* What the task requires *
Please report each line of the data below that contains "green".
== Segment start ==
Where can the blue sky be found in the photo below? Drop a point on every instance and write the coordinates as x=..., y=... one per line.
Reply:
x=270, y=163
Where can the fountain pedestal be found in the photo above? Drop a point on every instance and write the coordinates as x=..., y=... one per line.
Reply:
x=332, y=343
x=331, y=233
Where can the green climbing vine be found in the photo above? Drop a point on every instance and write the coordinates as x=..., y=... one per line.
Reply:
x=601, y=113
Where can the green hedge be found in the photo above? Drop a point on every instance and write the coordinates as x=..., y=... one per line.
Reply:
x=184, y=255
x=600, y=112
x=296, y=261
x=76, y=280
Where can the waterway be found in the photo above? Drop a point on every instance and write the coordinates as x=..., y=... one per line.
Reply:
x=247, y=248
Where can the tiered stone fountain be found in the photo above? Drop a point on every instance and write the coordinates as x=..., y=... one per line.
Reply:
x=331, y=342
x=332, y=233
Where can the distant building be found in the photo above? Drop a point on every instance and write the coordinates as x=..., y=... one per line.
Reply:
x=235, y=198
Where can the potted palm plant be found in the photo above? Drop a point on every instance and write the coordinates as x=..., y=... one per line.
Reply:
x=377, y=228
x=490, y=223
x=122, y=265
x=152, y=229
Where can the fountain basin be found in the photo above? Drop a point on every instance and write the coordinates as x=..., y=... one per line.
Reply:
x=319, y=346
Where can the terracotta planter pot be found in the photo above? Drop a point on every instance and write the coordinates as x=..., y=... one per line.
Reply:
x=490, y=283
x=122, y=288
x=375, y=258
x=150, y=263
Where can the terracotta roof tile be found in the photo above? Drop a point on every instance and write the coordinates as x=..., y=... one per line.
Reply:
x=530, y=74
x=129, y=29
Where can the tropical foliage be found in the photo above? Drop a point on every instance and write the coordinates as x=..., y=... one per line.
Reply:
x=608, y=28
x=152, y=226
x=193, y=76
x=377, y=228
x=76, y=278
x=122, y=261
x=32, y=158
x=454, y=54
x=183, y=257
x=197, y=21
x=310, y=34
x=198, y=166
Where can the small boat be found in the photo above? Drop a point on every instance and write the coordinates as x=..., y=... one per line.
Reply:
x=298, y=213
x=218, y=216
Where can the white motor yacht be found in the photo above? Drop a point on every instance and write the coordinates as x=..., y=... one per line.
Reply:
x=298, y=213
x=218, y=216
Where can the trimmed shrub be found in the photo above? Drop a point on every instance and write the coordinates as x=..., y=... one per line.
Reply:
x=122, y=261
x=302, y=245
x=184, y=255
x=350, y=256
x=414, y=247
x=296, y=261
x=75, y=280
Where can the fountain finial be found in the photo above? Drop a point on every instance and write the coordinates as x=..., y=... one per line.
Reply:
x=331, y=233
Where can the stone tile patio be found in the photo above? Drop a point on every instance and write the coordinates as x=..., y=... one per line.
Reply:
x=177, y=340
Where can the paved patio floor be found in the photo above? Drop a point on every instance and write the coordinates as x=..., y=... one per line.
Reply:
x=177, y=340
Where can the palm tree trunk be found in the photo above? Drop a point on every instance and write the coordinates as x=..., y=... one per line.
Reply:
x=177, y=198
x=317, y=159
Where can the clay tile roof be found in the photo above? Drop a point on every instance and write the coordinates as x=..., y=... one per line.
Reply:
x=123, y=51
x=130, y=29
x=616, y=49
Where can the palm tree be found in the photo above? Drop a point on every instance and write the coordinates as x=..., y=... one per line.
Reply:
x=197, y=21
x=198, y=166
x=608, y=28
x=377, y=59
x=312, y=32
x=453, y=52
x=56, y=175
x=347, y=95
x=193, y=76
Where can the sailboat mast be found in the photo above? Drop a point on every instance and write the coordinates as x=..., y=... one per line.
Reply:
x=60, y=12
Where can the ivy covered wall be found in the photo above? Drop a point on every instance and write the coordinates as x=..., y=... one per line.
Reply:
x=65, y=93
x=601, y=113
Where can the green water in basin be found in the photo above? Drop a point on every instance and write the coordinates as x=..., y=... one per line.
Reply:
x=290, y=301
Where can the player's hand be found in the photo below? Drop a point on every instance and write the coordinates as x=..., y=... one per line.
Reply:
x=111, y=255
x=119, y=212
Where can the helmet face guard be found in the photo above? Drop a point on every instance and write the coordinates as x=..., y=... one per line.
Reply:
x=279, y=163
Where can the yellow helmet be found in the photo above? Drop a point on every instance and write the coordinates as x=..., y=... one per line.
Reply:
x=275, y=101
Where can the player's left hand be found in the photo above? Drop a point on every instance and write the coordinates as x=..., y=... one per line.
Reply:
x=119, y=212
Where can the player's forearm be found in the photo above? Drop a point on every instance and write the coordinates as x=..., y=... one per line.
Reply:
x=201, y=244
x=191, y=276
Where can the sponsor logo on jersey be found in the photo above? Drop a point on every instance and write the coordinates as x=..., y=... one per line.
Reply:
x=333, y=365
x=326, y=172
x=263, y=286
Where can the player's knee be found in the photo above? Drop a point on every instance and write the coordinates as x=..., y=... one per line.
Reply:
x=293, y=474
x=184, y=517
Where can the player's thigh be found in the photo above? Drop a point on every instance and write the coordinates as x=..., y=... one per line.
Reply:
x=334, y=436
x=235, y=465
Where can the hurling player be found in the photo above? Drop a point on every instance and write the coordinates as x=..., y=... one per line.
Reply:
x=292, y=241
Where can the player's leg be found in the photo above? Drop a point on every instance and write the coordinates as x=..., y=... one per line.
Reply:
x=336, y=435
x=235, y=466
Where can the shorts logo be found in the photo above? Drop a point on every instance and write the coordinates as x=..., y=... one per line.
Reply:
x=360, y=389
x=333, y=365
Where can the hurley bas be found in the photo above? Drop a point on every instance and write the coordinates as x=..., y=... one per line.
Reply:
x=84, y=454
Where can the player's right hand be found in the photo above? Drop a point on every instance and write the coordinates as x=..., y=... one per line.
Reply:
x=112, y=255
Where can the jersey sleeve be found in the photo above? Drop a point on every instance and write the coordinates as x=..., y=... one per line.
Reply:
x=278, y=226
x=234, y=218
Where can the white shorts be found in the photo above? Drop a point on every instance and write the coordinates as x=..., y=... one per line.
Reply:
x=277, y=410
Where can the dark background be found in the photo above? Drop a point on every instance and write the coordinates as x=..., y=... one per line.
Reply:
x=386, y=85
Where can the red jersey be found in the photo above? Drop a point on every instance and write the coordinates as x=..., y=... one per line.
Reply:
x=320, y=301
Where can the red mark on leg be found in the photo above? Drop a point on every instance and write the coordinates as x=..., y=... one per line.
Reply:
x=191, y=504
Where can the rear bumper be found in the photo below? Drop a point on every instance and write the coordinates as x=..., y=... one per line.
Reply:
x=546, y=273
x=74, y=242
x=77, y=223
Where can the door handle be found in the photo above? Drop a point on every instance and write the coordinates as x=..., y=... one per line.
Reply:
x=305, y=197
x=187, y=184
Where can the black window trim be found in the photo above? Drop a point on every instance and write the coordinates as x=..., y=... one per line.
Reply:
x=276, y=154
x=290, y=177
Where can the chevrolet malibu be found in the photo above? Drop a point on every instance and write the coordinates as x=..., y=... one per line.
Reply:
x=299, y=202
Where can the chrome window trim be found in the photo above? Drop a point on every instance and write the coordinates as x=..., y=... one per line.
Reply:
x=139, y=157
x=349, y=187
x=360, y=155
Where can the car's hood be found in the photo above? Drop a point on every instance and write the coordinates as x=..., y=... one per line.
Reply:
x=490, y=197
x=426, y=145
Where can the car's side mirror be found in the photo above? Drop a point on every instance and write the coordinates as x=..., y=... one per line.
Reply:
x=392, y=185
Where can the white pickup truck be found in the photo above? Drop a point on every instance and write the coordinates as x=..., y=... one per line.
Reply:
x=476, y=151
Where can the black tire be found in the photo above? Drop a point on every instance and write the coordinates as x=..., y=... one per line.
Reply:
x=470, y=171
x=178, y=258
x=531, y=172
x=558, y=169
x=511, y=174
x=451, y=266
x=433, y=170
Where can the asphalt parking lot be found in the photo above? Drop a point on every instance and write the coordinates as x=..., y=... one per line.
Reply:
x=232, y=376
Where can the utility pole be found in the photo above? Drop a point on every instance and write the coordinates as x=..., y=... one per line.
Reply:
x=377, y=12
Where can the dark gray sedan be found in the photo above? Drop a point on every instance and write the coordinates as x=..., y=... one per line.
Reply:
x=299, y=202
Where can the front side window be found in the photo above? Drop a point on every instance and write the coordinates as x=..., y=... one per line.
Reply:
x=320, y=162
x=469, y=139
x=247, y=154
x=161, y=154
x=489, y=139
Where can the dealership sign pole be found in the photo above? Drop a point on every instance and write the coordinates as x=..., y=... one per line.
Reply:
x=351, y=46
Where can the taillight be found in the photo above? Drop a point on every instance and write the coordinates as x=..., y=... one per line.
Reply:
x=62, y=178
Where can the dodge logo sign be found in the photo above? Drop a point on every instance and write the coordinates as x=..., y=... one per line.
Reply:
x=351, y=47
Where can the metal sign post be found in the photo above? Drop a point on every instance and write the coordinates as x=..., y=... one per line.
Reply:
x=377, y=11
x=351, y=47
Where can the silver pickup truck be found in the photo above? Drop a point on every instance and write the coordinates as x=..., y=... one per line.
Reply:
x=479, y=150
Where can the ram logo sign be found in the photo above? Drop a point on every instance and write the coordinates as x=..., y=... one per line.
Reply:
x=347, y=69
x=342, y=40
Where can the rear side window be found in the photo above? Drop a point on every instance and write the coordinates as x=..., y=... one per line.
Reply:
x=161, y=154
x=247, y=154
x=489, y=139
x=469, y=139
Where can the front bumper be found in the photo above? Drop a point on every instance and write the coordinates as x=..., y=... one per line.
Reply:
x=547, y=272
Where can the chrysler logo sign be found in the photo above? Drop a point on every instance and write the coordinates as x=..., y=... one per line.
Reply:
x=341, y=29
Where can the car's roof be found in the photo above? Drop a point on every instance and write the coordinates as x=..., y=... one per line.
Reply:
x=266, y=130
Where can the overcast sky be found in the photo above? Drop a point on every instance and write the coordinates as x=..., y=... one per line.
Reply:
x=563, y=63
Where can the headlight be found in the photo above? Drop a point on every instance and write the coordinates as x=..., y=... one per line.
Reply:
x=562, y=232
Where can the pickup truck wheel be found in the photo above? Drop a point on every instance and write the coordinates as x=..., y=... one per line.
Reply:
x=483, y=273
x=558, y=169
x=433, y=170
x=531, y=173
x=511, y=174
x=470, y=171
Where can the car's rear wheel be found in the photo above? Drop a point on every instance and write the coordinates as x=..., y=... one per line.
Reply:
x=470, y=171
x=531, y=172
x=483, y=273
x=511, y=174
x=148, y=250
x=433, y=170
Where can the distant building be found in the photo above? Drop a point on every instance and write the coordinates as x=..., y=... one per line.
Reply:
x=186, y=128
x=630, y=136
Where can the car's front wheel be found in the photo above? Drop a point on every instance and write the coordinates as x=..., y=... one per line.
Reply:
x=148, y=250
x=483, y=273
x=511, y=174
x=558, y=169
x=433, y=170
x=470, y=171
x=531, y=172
== Segment end ==
* Written answer *
Where can the green climbing vine be found in the photo above? Drop a point on every instance and write the coordinates as x=..., y=... one per line.
Where can the green hedge be found in the photo above? Drop a point on every instance and write the coordinates as x=..., y=... one per line.
Where can the green water in basin be found in the photo above? Drop a point on every instance and write the coordinates as x=..., y=... one per line.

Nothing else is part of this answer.